Ketentuan Tugas => Ketik ulang seluruh baris pada daftar di bawah ini tanpa mengubah satu karakter pun.

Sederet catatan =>

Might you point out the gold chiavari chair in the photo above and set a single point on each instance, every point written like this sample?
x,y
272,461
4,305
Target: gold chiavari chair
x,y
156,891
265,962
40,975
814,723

Hasil Keluaran =>
Might you point out the gold chiavari chair in the photo above and set a single point on each instance, every point written like this sample?
x,y
272,461
4,305
Target: gold chiavari chair
x,y
156,891
265,962
40,975
814,723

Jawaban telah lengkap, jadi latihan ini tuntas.